= Text section =
+ + +

The bureau produced a series of multilingual dictionaries, glossaries and textbooks.
These works were repeatedly revised or replaced to keep up with changes in the target languages during five centuries.
They are valuable sources on the history of Korean and the other four languages.

There was a glossary for each of the foreign languages: the Yŏgŏ yuhae (譯語類解) for Chinese, Mongŏ yuhae (蒙語類解) for Mongolian, Waeŏ yuhae (倭語類解) for Japanese, and Tongmun yuhae (同文類解) for Manchu.
In addition, the Han Ch'ŏng mun'gam (漢清文鑑) was a glossary of Chinese, Korean and Manchu.
The Pangŏn chipsŏk (方言集釋) covered Korean and all four of the foreign languages.

In choosing textbooks, the focus was on fluency in the spoken language.
Where foreign works were used, vernacular literature or elementary school texts were preferred to scholarly literature written in formal language (usually Chinese).
In other cases, new conversational texts were produced.
Successful texts were translated into other languages.
Early textbooks contained only a foreign text, but after the introduction of the Hangul alphabet in 1446, they were annotated with pronunciations in Hangul and glossed in colloquial Korean.

+ + +

= Dataset records =
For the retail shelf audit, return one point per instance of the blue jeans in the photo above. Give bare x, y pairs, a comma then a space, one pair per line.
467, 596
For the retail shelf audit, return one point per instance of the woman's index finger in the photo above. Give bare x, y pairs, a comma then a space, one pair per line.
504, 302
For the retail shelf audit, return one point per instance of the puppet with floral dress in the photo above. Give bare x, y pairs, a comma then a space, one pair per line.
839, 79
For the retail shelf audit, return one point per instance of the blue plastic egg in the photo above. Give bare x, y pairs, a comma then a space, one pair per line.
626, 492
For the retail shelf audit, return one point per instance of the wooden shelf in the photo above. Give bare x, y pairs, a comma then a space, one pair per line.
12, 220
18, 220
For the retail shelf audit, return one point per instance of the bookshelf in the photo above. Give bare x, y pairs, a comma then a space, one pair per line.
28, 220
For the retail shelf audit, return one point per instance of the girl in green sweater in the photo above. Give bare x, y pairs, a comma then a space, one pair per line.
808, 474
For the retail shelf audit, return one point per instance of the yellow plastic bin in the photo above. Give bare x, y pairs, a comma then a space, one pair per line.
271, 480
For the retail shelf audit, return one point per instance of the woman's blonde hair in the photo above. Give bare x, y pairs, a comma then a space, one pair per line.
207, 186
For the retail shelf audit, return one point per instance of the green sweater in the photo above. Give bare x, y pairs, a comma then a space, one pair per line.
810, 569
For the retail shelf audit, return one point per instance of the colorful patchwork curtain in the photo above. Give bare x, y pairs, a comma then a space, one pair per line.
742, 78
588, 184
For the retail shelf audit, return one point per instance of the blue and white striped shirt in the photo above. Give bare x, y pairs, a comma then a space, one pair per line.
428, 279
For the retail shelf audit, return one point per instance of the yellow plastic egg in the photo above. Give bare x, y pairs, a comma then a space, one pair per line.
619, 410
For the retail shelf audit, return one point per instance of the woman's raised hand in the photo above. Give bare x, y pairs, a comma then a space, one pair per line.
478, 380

+ + +

= Aim of the exercise =
Reproduce the text on the bureau's dictionaries and textbooks word for word, starting with "They are valuable" and going on through "(同文類解) for Manchu.".

= Output of the task =
They are valuable sources on the history of Korean and the other four languages.

There was a glossary for each of the foreign languages: the Yŏgŏ yuhae (譯語類解) for Chinese, Mongŏ yuhae (蒙語類解) for Mongolian, Waeŏ yuhae (倭語類解) for Japanese, and Tongmun yuhae (同文類解) for Manchu.